• **GIVEN ENTRIES**
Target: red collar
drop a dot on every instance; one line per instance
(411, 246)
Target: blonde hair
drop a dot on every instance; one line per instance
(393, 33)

• **AIM OF THE TASK**
Rewrite the lines from the one containing "Target: blonde hair" through the last line, replacing "drop a dot" with "place a point" and leaving everything else unchanged. Give back only those lines.

• **WRITTEN RESPONSE**
Target: blonde hair
place a point on every instance; one line per instance
(393, 33)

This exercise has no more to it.